### What is expected
Every line of the data below should be printed exactly.
─── Material for the task ───
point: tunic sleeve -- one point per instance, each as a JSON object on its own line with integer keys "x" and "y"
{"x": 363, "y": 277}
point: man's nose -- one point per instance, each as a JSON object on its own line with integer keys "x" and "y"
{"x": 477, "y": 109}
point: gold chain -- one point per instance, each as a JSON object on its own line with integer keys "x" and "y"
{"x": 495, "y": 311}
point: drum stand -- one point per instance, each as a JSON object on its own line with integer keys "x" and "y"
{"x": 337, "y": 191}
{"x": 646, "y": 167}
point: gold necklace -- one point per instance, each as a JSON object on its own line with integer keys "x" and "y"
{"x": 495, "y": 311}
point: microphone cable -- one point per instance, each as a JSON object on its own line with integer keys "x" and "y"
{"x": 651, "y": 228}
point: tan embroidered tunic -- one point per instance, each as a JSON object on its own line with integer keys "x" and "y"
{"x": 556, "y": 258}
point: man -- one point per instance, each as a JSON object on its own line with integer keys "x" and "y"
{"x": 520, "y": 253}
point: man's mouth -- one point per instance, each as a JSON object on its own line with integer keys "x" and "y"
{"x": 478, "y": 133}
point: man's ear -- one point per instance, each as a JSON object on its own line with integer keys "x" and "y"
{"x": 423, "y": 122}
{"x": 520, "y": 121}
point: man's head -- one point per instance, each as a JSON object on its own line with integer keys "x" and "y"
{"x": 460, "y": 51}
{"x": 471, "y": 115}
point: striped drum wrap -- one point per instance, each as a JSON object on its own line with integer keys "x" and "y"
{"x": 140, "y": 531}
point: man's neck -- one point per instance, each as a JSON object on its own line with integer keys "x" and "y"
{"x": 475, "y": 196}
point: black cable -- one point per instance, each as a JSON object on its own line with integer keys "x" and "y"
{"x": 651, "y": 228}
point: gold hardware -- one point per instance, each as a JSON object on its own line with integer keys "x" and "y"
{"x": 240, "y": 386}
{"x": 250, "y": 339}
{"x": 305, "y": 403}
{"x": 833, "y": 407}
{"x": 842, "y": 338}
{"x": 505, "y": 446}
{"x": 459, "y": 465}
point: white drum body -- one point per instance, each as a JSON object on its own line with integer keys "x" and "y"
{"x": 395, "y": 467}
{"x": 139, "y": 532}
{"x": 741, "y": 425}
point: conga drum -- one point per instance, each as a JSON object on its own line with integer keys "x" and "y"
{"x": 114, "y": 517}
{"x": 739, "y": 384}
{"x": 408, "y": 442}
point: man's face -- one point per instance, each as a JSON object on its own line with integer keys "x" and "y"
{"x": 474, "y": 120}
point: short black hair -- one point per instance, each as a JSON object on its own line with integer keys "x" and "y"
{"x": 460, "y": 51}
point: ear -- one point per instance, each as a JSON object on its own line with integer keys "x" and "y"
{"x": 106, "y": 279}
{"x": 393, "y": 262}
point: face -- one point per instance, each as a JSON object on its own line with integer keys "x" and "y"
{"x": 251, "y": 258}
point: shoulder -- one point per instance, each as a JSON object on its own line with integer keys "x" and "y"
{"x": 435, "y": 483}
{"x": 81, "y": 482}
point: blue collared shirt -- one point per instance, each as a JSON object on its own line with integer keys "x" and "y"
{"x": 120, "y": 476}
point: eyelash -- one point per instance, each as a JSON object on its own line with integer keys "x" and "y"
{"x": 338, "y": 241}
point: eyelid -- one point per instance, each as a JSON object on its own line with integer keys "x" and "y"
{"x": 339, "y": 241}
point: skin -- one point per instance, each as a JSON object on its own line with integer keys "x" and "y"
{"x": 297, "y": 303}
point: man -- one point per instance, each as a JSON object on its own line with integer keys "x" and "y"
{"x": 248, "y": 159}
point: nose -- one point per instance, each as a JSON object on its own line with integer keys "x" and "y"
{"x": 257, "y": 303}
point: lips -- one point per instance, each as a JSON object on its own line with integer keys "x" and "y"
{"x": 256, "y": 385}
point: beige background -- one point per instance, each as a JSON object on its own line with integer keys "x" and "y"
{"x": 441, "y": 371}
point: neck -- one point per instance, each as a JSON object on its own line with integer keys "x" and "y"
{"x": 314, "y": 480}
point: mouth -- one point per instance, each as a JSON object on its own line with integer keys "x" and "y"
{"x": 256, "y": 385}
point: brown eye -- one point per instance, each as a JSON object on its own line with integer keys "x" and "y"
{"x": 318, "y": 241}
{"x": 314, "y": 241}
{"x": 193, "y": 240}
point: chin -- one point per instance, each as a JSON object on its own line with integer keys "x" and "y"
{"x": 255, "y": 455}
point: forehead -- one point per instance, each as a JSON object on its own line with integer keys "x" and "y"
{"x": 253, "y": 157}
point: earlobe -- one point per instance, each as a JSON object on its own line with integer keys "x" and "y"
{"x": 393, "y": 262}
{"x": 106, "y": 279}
───
### Output for this task
point: tunic sleeve -- one point per instance, each as a JSON object on its own line with integer keys "x" and "y"
{"x": 363, "y": 277}
point: man's nose -- one point per instance, each as a JSON object on its own line with integer keys "x" and "y"
{"x": 477, "y": 109}
point: gold chain -- one point per instance, each as a JSON object on its own line with integer keys "x" and "y"
{"x": 495, "y": 311}
point: drum stand -- one point per instance, each as a JSON object on its own line with integer keys "x" and "y"
{"x": 337, "y": 191}
{"x": 646, "y": 167}
point: gold necklace -- one point per instance, each as a JSON object on its own line with integer keys "x" and "y"
{"x": 495, "y": 311}
point: microphone cable -- one point per instance, each as a JSON object on its own line with integer keys "x" and "y"
{"x": 651, "y": 228}
point: tan embroidered tunic -- one point per instance, each as a JSON object on its own line with integer keys "x" and "y"
{"x": 556, "y": 258}
point: man -- one point per instance, each as a JSON object on its own line with integer keys "x" and "y"
{"x": 520, "y": 253}
point: man's mouth -- one point per instance, each as a JSON object on its own line with integer keys "x" and "y"
{"x": 478, "y": 133}
point: man's ear -- one point per instance, each as a JSON object on its own line with integer keys "x" and "y"
{"x": 423, "y": 122}
{"x": 520, "y": 121}
point: man's head -- one point per instance, each as a JSON object on its own line with integer keys "x" and "y"
{"x": 460, "y": 51}
{"x": 471, "y": 115}
point: striped drum wrap -- one point per instance, each as a JSON object on its own line with integer keys "x" and "y"
{"x": 140, "y": 531}
point: man's neck -- one point per instance, each as a JSON object on its own line with integer keys "x" and "y"
{"x": 475, "y": 196}
point: black cable -- one point per instance, each as a JSON object on its own line with integer keys "x" and "y"
{"x": 651, "y": 228}
point: gold hardware -- one point per instance, each as a JSON object on its own line with integer keys "x" and "y"
{"x": 240, "y": 386}
{"x": 250, "y": 339}
{"x": 305, "y": 403}
{"x": 833, "y": 407}
{"x": 842, "y": 338}
{"x": 505, "y": 446}
{"x": 459, "y": 465}
point: white drum body -- one point per instance, each as a JSON object on its own line with integer keys "x" and "y"
{"x": 395, "y": 467}
{"x": 139, "y": 532}
{"x": 741, "y": 425}
point: conga drum -- one point per instance, each as a JSON object on its own line with integer keys "x" and "y"
{"x": 114, "y": 517}
{"x": 739, "y": 384}
{"x": 408, "y": 442}
point: man's face -- one point per instance, each as a JSON object on its own line with integer keys "x" and "y"
{"x": 474, "y": 120}
point: short black hair -- one point per instance, each as a JSON object on its own line with integer keys "x" and "y"
{"x": 460, "y": 51}
point: ear -- one point per instance, each as a JSON object on its own line with integer keys "x" and "y"
{"x": 106, "y": 279}
{"x": 393, "y": 262}
point: face -- one point per instance, each as a JSON object on its own line with integer keys "x" and "y"
{"x": 251, "y": 258}
point: shoulder -- one point per instance, each as a JSON object on its own line with integer keys "x" and "y"
{"x": 435, "y": 483}
{"x": 81, "y": 482}
point: blue collared shirt -- one point per instance, each as a JSON object on its own line with integer keys "x" and "y"
{"x": 120, "y": 476}
point: eyelash -- one point per instance, each as a JSON object on its own line with integer keys "x" and "y"
{"x": 338, "y": 241}
point: eyelid -- one point per instance, each as a JSON object on its own line with integer keys "x" and "y"
{"x": 339, "y": 241}
point: skin -- one point per instance, each as a JSON object on its own line with integer keys "x" and "y"
{"x": 297, "y": 303}
point: man -- one point per instance, each as a JSON object on its own line with integer keys "x" and "y"
{"x": 248, "y": 159}
point: nose -- one point per instance, each as a JSON object on its own line with integer keys "x" and "y"
{"x": 257, "y": 303}
point: lips -- one point per instance, each as a JSON object on its own line with integer keys "x" and "y"
{"x": 256, "y": 385}
point: beige background -- one point per instance, each as a JSON object on its own line with integer keys "x" and "y"
{"x": 441, "y": 371}
point: neck -- one point per instance, each as a JSON object on its own line with integer keys "x" and "y"
{"x": 314, "y": 480}
point: mouth -- one point per instance, each as a JSON object on its own line with integer keys "x" and "y"
{"x": 256, "y": 385}
point: brown eye -- one point per instance, each as a JSON object on its own line with integer keys "x" and "y"
{"x": 318, "y": 241}
{"x": 314, "y": 241}
{"x": 193, "y": 240}
point: chin -- one point per instance, each as a JSON object on its own line with integer keys "x" and "y"
{"x": 255, "y": 455}
point: forehead -- one point per instance, each as a JSON object on its own line with integer keys "x" and "y"
{"x": 253, "y": 157}
point: earlobe -- one point per instance, each as a JSON object on its own line with integer keys "x" and "y"
{"x": 393, "y": 262}
{"x": 106, "y": 279}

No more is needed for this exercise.